Stored records
* Begin *
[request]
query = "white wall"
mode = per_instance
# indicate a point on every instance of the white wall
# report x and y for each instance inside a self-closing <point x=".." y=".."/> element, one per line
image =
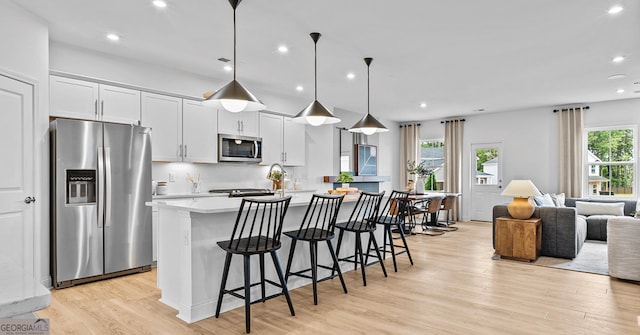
* End *
▸ Aim of the task
Please rewrite the whole listing above as a numbered list of its lines, leaving out blank lines and the pictures.

▸ Solution for this task
1. [request]
2. query = "white wall"
3. mode = per_instance
4. # indicate a point on every instance of the white wall
5. # report x and y for each instance inside a self-closing <point x=".." y=".."/> element, one per line
6. image =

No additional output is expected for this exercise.